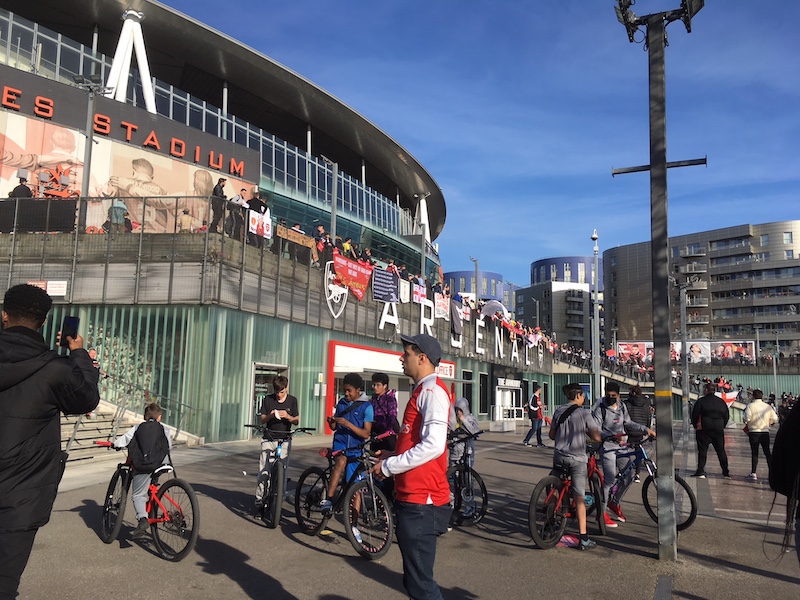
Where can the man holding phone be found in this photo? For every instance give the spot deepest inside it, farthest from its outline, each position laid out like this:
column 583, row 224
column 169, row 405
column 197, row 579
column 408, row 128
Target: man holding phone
column 278, row 413
column 36, row 384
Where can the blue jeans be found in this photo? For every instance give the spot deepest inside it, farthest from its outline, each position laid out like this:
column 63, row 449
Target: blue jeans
column 418, row 526
column 536, row 427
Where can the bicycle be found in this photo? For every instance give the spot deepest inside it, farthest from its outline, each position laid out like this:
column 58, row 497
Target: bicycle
column 685, row 500
column 172, row 510
column 552, row 503
column 368, row 522
column 467, row 489
column 274, row 495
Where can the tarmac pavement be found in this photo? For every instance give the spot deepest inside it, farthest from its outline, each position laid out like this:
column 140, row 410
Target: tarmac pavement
column 730, row 552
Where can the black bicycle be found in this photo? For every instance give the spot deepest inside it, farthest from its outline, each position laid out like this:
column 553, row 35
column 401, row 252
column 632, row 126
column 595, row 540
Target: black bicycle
column 467, row 490
column 685, row 500
column 172, row 510
column 275, row 477
column 368, row 515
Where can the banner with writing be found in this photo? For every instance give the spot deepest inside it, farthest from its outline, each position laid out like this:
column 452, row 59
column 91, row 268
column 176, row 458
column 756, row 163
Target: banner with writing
column 385, row 286
column 353, row 274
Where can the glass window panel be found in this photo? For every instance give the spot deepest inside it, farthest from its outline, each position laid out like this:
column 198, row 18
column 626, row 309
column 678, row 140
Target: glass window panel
column 212, row 123
column 162, row 102
column 21, row 43
column 178, row 110
column 195, row 116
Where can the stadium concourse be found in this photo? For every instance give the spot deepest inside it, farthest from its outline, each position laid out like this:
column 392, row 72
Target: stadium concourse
column 731, row 551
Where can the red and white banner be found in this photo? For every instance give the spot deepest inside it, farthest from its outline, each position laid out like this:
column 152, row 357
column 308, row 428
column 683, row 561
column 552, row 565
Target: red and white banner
column 355, row 275
column 420, row 293
column 259, row 224
column 441, row 307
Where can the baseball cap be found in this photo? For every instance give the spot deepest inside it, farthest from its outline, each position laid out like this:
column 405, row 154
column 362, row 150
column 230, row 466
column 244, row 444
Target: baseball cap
column 427, row 344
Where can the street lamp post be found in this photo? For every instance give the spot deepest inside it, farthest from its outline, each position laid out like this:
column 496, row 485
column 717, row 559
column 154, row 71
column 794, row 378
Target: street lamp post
column 655, row 25
column 477, row 283
column 334, row 192
column 596, row 320
column 93, row 85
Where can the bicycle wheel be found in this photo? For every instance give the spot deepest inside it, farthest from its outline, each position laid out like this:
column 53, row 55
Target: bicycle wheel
column 373, row 520
column 272, row 509
column 546, row 516
column 470, row 499
column 176, row 533
column 114, row 507
column 685, row 501
column 312, row 488
column 596, row 492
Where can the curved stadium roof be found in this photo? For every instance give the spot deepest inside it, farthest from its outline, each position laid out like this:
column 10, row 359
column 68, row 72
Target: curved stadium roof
column 198, row 60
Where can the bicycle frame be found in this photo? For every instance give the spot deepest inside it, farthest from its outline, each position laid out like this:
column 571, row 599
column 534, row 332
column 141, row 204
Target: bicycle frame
column 636, row 453
column 154, row 499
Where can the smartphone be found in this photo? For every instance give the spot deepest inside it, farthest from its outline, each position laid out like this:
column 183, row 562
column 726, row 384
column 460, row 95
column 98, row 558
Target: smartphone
column 69, row 328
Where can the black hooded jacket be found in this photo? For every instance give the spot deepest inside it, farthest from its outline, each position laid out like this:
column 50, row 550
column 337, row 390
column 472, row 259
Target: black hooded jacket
column 35, row 385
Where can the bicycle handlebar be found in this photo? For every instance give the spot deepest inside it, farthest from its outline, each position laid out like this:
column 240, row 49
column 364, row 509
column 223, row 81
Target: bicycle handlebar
column 291, row 432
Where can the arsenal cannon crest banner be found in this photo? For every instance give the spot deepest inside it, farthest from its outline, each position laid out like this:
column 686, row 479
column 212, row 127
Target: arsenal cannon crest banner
column 353, row 274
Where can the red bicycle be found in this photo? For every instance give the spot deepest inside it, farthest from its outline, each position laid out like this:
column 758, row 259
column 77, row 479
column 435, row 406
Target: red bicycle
column 552, row 503
column 172, row 510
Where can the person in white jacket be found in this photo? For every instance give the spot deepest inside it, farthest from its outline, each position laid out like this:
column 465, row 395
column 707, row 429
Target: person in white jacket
column 759, row 417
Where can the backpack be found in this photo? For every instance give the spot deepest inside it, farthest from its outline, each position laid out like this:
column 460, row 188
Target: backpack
column 149, row 447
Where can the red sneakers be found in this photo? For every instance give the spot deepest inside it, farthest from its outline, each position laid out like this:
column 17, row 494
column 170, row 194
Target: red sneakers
column 609, row 521
column 614, row 508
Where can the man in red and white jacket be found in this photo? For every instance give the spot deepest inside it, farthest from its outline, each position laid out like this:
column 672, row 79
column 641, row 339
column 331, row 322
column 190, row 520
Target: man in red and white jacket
column 419, row 467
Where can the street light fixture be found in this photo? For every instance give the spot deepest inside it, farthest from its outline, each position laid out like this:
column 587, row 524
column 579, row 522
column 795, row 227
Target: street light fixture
column 596, row 320
column 334, row 191
column 477, row 274
column 93, row 85
column 655, row 43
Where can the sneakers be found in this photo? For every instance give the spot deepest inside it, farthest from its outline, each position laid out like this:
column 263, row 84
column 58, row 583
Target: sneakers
column 587, row 544
column 609, row 521
column 357, row 535
column 142, row 528
column 614, row 508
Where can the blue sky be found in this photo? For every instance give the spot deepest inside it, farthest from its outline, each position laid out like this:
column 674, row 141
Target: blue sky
column 520, row 109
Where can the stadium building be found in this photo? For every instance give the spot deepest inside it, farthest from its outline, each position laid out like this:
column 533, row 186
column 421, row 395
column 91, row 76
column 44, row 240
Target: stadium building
column 122, row 117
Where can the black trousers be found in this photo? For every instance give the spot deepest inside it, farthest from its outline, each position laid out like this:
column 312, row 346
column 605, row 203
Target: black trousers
column 15, row 549
column 758, row 438
column 716, row 439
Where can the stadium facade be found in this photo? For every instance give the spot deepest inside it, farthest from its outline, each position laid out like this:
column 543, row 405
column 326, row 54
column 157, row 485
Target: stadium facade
column 196, row 320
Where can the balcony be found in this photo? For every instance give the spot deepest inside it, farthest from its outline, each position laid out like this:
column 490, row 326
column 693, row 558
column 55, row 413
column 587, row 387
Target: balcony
column 692, row 251
column 698, row 320
column 696, row 301
column 693, row 267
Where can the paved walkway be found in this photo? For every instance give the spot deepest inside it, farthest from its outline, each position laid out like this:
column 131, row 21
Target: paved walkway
column 729, row 552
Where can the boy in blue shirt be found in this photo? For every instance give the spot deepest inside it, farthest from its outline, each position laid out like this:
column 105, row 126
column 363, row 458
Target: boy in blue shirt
column 569, row 428
column 352, row 426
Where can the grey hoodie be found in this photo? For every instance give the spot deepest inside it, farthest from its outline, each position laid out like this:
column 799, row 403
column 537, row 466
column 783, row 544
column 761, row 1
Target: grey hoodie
column 467, row 424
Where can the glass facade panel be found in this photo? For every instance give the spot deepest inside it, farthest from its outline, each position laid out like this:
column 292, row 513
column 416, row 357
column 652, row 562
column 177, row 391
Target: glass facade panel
column 288, row 166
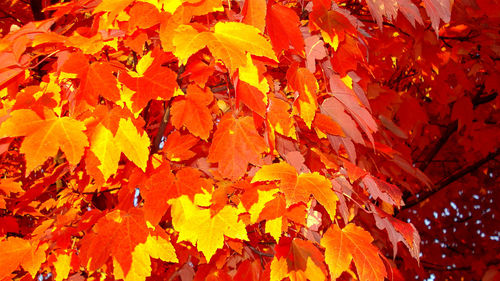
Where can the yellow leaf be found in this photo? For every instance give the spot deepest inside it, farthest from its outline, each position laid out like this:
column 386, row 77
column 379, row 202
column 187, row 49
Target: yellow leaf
column 134, row 145
column 105, row 149
column 44, row 137
column 279, row 269
column 197, row 226
column 188, row 41
column 275, row 227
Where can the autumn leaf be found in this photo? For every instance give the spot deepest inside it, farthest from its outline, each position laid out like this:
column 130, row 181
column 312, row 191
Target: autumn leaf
column 115, row 235
column 235, row 144
column 17, row 251
column 192, row 112
column 229, row 42
column 254, row 13
column 298, row 188
column 283, row 28
column 201, row 229
column 352, row 243
column 304, row 82
column 44, row 137
column 156, row 247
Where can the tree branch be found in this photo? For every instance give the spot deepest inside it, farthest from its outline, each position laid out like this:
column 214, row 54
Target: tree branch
column 452, row 127
column 161, row 130
column 452, row 178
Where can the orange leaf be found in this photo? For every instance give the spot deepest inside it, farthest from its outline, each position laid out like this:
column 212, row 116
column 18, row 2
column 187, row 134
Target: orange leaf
column 230, row 42
column 279, row 118
column 203, row 230
column 327, row 125
column 304, row 82
column 251, row 97
column 192, row 112
column 235, row 144
column 177, row 147
column 44, row 137
column 115, row 235
column 352, row 243
column 283, row 29
column 254, row 13
column 298, row 188
column 17, row 251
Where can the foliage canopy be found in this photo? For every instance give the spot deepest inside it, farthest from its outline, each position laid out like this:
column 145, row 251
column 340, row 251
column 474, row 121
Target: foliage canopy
column 249, row 140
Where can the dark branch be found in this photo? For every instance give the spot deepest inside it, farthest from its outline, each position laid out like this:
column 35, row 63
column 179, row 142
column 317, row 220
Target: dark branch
column 450, row 129
column 452, row 178
column 161, row 130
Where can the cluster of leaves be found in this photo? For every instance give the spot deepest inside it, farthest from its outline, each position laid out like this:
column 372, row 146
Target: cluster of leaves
column 237, row 140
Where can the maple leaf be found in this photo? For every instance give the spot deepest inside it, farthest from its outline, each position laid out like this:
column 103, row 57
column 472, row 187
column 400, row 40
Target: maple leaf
column 177, row 147
column 45, row 136
column 193, row 113
column 315, row 50
column 298, row 188
column 399, row 231
column 282, row 25
column 229, row 42
column 254, row 13
column 115, row 235
column 156, row 247
column 95, row 79
column 299, row 260
column 62, row 266
column 235, row 144
column 279, row 118
column 108, row 148
column 304, row 82
column 203, row 230
column 152, row 81
column 17, row 251
column 352, row 243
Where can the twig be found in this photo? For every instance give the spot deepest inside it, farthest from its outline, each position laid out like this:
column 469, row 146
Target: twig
column 442, row 184
column 161, row 130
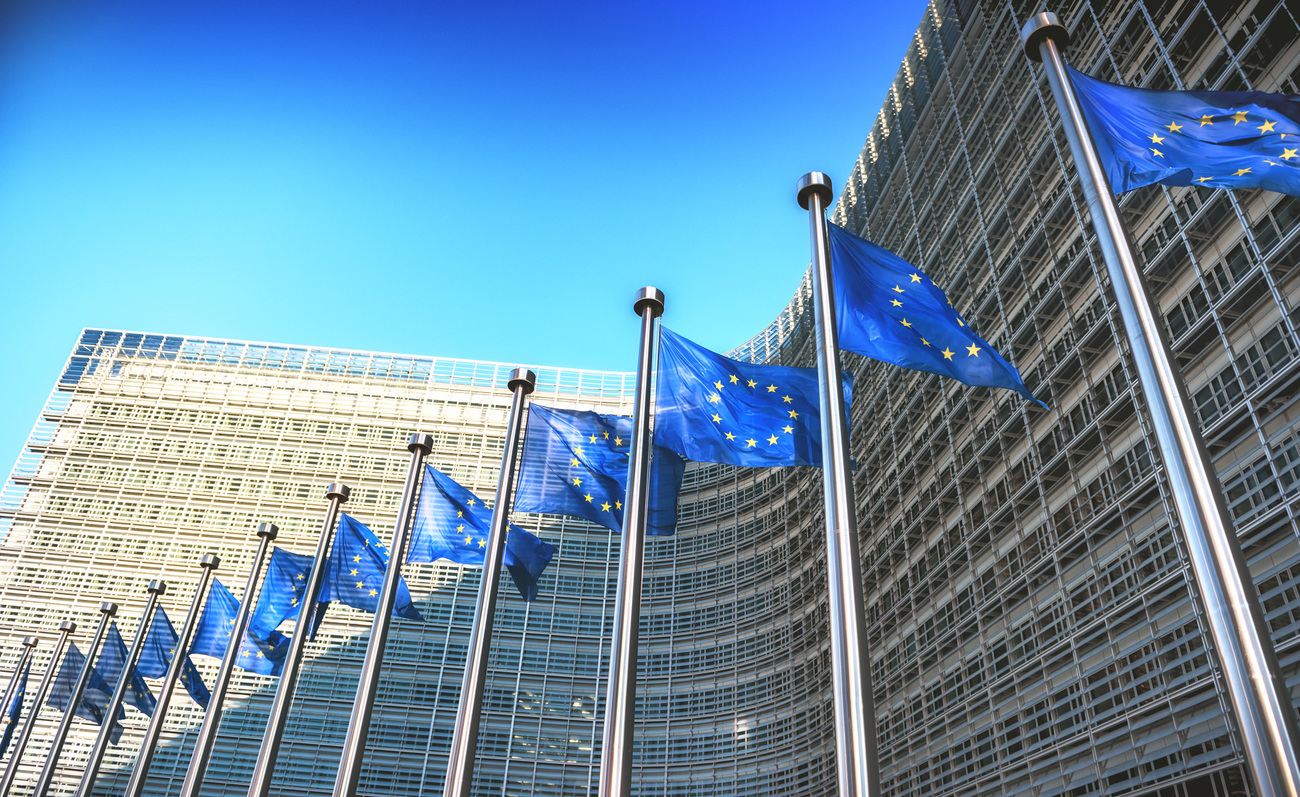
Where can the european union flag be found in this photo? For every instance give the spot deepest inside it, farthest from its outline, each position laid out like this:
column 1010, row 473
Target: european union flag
column 14, row 711
column 157, row 654
column 95, row 698
column 576, row 463
column 111, row 663
column 453, row 523
column 713, row 408
column 356, row 566
column 216, row 627
column 888, row 310
column 1222, row 139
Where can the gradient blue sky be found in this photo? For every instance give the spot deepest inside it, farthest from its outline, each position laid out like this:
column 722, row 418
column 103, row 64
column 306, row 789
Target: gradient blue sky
column 476, row 180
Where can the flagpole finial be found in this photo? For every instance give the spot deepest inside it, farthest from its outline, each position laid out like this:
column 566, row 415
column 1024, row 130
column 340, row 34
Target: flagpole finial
column 649, row 298
column 523, row 377
column 1043, row 26
column 814, row 182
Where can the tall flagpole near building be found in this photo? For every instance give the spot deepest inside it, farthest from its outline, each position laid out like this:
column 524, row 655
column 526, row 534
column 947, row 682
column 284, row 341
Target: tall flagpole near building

══════════════════════════════

_WORK INSTRUCTIONS_: Exactly repeat the lines from the line that contains "Where can the european" to the end of the entries, both included, and leave out all other lines.

_THE OUTPUT_:
Where can the european union flag be found in this photo? For every instance give the spot deepest inside it, farthest from its outline, each position laid out like this:
column 1010, row 473
Target: european union flag
column 14, row 711
column 157, row 654
column 95, row 698
column 576, row 463
column 111, row 663
column 453, row 523
column 713, row 408
column 356, row 566
column 216, row 627
column 888, row 310
column 1222, row 139
Where can the gradient blue sky be found in this photo? For every instance give the spot deepest inside it, farthest from its outline, each position laid out like this:
column 722, row 418
column 103, row 64
column 306, row 789
Target: gradient blue sky
column 476, row 180
Where can the flagpole finial be found in this photo? For every instance give the spot deepest inside it, farthest from its outline, each position laid out like this:
column 566, row 415
column 1024, row 130
column 340, row 34
Target: flagpole finial
column 649, row 298
column 523, row 377
column 1043, row 26
column 814, row 182
Where can the tall flagpole near building be found in this photo? For every instance give the spot deepest inside it, farthest from its outline, each position laid out like this:
column 524, row 655
column 526, row 534
column 947, row 682
column 284, row 341
Target: tall flagpole near building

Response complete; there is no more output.